# INSTRUCTIONS TO FOLLOW:
Reproduce each entry below exactly as it appears.

[GIVEN DATA Boundary: Start]

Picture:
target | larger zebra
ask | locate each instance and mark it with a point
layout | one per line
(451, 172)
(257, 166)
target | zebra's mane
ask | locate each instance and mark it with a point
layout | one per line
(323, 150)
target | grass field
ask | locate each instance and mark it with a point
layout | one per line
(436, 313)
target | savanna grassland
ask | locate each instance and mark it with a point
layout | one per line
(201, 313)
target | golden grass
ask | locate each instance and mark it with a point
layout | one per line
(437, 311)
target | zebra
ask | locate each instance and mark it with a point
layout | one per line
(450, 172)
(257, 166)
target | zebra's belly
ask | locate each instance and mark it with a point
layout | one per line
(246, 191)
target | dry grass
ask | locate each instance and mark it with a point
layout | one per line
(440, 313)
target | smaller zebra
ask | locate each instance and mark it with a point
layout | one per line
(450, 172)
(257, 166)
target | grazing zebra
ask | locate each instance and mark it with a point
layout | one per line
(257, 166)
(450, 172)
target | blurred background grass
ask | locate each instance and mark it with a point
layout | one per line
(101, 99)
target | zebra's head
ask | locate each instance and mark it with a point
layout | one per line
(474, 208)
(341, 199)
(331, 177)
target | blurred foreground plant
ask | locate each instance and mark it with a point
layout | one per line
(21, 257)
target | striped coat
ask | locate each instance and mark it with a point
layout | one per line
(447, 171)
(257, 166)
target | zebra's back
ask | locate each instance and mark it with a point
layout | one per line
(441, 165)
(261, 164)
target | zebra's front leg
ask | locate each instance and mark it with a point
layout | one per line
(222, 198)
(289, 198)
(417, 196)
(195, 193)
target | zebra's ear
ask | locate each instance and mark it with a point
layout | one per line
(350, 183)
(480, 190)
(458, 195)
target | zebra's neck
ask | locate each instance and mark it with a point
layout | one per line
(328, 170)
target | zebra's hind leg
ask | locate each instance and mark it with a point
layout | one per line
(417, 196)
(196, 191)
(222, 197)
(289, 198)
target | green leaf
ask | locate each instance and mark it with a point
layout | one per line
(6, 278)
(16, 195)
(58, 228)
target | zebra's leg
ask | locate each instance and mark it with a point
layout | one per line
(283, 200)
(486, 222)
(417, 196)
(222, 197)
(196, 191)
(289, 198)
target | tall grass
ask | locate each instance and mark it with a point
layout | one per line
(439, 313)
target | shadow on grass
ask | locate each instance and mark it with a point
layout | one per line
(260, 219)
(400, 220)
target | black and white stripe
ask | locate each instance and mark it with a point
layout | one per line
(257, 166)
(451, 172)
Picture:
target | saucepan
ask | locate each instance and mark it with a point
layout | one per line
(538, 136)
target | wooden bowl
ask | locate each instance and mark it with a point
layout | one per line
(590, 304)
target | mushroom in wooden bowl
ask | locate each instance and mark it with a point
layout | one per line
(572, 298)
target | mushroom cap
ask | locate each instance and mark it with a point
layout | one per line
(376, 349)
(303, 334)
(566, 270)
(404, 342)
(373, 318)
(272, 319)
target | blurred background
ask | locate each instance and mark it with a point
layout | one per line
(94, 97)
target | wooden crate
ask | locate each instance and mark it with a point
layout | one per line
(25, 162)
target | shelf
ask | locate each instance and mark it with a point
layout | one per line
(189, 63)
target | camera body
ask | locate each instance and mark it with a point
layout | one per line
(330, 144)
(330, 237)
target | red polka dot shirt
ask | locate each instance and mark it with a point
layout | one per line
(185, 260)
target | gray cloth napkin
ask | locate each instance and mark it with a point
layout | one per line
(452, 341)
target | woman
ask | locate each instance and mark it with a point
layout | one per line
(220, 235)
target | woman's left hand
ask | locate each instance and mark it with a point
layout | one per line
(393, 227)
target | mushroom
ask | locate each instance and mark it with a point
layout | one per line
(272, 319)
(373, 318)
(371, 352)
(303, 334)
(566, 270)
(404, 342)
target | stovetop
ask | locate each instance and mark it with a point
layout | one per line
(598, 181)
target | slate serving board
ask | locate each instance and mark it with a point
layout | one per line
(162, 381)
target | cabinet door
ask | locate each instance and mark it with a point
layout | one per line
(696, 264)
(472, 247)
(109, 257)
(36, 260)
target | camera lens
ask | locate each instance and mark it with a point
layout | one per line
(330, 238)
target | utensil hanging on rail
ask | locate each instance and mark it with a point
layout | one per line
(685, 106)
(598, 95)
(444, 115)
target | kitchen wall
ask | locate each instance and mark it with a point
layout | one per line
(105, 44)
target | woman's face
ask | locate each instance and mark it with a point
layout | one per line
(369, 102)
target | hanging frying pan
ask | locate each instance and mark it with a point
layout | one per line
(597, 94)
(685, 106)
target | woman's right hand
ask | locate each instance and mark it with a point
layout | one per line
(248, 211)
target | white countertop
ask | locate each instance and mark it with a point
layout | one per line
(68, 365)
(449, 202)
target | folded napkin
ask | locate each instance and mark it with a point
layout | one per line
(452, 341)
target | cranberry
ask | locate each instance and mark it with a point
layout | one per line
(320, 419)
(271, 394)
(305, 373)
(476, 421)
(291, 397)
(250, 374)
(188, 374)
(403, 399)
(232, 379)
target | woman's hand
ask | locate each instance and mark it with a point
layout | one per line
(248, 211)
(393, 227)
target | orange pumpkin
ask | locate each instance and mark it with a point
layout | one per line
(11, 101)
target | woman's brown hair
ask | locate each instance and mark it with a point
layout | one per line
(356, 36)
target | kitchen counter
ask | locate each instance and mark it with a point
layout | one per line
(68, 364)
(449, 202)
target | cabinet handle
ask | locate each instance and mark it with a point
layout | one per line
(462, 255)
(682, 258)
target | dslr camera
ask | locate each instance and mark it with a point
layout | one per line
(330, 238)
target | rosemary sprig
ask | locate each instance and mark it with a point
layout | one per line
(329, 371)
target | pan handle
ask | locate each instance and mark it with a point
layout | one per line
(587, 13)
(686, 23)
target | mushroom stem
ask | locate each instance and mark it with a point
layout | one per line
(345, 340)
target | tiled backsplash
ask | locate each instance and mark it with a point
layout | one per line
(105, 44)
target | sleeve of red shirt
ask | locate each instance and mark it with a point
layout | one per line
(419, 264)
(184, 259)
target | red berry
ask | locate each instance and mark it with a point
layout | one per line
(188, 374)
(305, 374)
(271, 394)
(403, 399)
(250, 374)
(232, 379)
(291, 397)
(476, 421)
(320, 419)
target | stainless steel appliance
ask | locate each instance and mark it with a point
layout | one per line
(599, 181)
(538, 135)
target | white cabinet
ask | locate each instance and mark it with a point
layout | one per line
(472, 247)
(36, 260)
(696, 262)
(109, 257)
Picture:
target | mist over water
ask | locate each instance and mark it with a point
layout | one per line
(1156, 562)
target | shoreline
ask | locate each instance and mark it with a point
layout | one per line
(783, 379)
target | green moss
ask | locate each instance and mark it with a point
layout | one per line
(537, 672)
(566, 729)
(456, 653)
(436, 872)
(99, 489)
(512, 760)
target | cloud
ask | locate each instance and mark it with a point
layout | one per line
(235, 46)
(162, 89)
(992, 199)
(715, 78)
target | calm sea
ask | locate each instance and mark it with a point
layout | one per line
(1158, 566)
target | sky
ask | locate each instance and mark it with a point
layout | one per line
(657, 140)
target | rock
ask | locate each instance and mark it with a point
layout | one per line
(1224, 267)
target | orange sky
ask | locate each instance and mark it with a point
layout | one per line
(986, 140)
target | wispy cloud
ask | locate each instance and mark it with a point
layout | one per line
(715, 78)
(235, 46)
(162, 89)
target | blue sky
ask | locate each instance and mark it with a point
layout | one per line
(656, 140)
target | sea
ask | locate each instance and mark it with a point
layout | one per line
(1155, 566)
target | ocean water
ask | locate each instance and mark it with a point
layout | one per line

[GIVEN DATA Boundary: End]

# RESPONSE TO THE TASK:
Picture:
target | larger zebra
ask | locate each instance and mark it with a point
layout | one per line
(451, 172)
(257, 166)
target | zebra's mane
ask | locate each instance and mark it with a point
layout | one per line
(323, 150)
target | grass field
ask | locate each instance and mark it with a point
layout | one per line
(436, 313)
target | savanna grassland
ask | locate each instance and mark it with a point
layout | one per line
(201, 313)
target | golden grass
ask | locate each instance and mark it with a point
layout | one per line
(437, 311)
target | zebra
ask | locate each instance and mark it with a point
layout | one per line
(450, 172)
(257, 166)
target | zebra's belly
ask | locate each instance and mark it with a point
layout | one per line
(246, 191)
target | dry grass
ask | locate each instance and mark it with a point
layout | one per line
(440, 313)
target | smaller zebra
ask | locate each instance and mark it with a point
layout | one per line
(450, 172)
(257, 166)
target | grazing zebra
ask | locate each instance and mark it with a point
layout | one per line
(257, 166)
(450, 172)
target | blurred background grass
ask | locate each instance and mark it with a point
layout | one per line
(101, 99)
target | zebra's head
ask | locate each instance and mark it with a point
layout | one per line
(474, 208)
(341, 199)
(331, 177)
target | blurred foreground plant
ask | locate each instance and mark it with a point
layout | one per line
(21, 257)
target | striped coat
ask | locate each instance and mark it with a point
layout | one per line
(447, 171)
(257, 166)
target | zebra's back
ask | locate each instance and mark it with a point
layout | one per line
(441, 165)
(261, 164)
target | zebra's front leg
ask | locate each instance and mark it with a point
layout | one per line
(222, 198)
(289, 198)
(417, 196)
(195, 193)
target | zebra's ear
ask | locate each instance and mark it with a point
layout | one per line
(350, 183)
(480, 190)
(458, 195)
target | zebra's neck
ask | locate each instance and mark it with a point
layout | one per line
(328, 170)
target | zebra's hind leg
ask | locate each instance and mark it with a point
layout | one per line
(417, 196)
(196, 191)
(222, 197)
(289, 198)
target | green leaf
ask | locate each instance and mark it with a point
layout | one per line
(6, 278)
(16, 195)
(58, 228)
target | zebra's leg
ask | locate each instance and mark it with a point
layout | one per line
(283, 200)
(486, 222)
(417, 196)
(222, 197)
(196, 191)
(289, 198)
target | tall grass
ask | locate each instance and mark it with a point
layout | one per line
(439, 313)
target | shadow on grass
ask | locate each instance and mark it with a point
layout | one per line
(260, 219)
(400, 220)
target | black and white stripe
ask | locate each instance and mark it with a point
layout | one per line
(257, 166)
(451, 172)
Picture:
target | saucepan
ask | locate each instance and mark it with a point
layout | one per line
(538, 136)
target | wooden bowl
ask | locate each instance and mark it with a point
layout | one per line
(590, 304)
target | mushroom in wooden bowl
ask | locate each instance and mark it with a point
layout | one per line
(572, 298)
target | mushroom cap
ask | locate each instance and mark it with a point
layout | one per line
(376, 349)
(303, 334)
(566, 270)
(404, 342)
(373, 318)
(272, 319)
target | blurred background
ask | locate each instance and mark it with a point
layout | one per line
(94, 97)
target | wooden crate
ask | locate each instance and mark it with a point
layout | one per line
(25, 162)
target | shelf
ask | locate each instance and mark it with a point
layout | one per line
(189, 63)
target | camera body
ask | locate each instance and mark it with a point
layout | one per line
(330, 144)
(330, 237)
target | red polka dot shirt
ask | locate each instance and mark it with a point
layout | one per line
(185, 260)
target | gray cloth napkin
ask | locate each instance and mark it with a point
layout | one per line
(452, 341)
target | woman
ask | locate each instance and mark it with a point
layout | one per line
(220, 235)
target | woman's left hand
ask | locate each instance and mark it with a point
layout | one per line
(393, 227)
target | mushroom
ask | locate each instance and mark it with a point
layout | one per line
(272, 319)
(373, 318)
(371, 352)
(303, 334)
(566, 270)
(404, 342)
target | stovetop
ask | locate each instance and mark it with a point
layout | one per line
(598, 181)
target | slate serving board
ask | locate each instance and mark it with a point
layout | one per line
(162, 381)
target | cabinet door
ask | locate each instance and mark it with a point
layout | one per line
(696, 264)
(472, 247)
(109, 257)
(36, 260)
target | camera lens
ask | locate each instance and mark it with a point
layout | one per line
(330, 238)
target | utensil hanging on rail
ask | locate each instance and mark it with a point
layout | one per line
(685, 106)
(598, 95)
(444, 115)
target | kitchen wall
ask | locate each instance and mark it with a point
layout | one per line
(105, 44)
target | woman's face
ask | locate each instance and mark it with a point
layout | one per line
(369, 102)
target | hanging frying pan
ask | locate each instance and mark it with a point
layout | one per line
(597, 94)
(685, 106)
target | woman's right hand
ask | locate each instance and mark it with a point
layout | one per line
(248, 211)
target | white countertop
ask | locate each instance and mark it with a point
layout | one per line
(68, 365)
(449, 202)
target | folded napkin
ask | locate each instance and mark it with a point
layout | one per line
(452, 341)
target | cranberry
ask | locate each instance and mark it with a point
layout | one per line
(320, 419)
(271, 394)
(305, 373)
(476, 421)
(291, 397)
(250, 374)
(188, 374)
(403, 399)
(232, 379)
target | woman's hand
ask | locate each instance and mark it with a point
layout | one per line
(248, 211)
(393, 227)
target | orange pumpkin
ask | locate each instance and mark it with a point
layout | one per line
(11, 101)
target | woman's brown hair
ask | locate each instance and mark it with a point
layout | one per line
(356, 36)
target | kitchen counter
ask | locate each instance and mark it with a point
layout | one per line
(68, 364)
(449, 202)
target | cabinet handle
ask | locate each instance and mark it with a point
layout | one per line
(462, 255)
(682, 258)
target | dslr camera
ask | locate each instance and mark it with a point
layout | one per line
(330, 238)
target | rosemary sprig
ask | locate each instance and mark it with a point
layout | one per line
(329, 371)
target | pan handle
ask | locate each instance and mark it with a point
layout | one per line
(587, 13)
(686, 23)
target | mushroom stem
ask | locate each instance and mark it with a point
layout | one per line
(345, 340)
target | tiled backsplash
ask | locate each instance and mark it with a point
layout | one per line
(105, 44)
target | sleeve of red shirt
ask | locate each instance and mark it with a point
layout | one per line
(419, 264)
(184, 259)
target | red berry
ask | locate each instance and mark it with a point
layout | one per line
(188, 374)
(305, 374)
(271, 394)
(403, 399)
(250, 374)
(232, 379)
(291, 397)
(476, 421)
(320, 419)
target | stainless steel appliance
ask | locate each instance and mark it with a point
layout | one per line
(599, 181)
(538, 135)
target | white cabinet
ask | locate each instance and mark it with a point
layout | one per line
(472, 247)
(36, 260)
(696, 262)
(109, 257)
Picture:
target | mist over water
ask | locate each instance and mark it with a point
layout | one per line
(1156, 562)
target | shoreline
ask | locate each instance and mark it with a point
layout | one per line
(783, 379)
target | green moss
ask | locate each instance and mark it with a point
layout | one per line
(537, 672)
(566, 729)
(456, 653)
(436, 872)
(99, 489)
(512, 760)
target | cloud
ask | locate each instance and mark it with a point
layout | one per line
(235, 46)
(162, 89)
(992, 199)
(715, 78)
target | calm sea
ask | locate each instance and mark it with a point
layout | one per line
(1158, 566)
target | sky
ask | locate each instance and mark it with a point
layout | one per line
(657, 140)
target | rock
ask | locate each instance and mark it with a point
layout | one per line
(1224, 267)
target | orange sky
ask | locate each instance and mark it with a point
layout | one per line
(986, 140)
target | wispy cloud
ask | locate each instance and mark it with a point
layout | one per line
(715, 78)
(235, 46)
(162, 89)
target | blue sky
ask | locate each instance and mark it with a point
layout | one per line
(656, 140)
target | sea
ask | locate each instance and mark it with a point
layout | one per line
(1155, 566)
target | ocean water
ask | locate each instance and mark it with a point
layout | one per line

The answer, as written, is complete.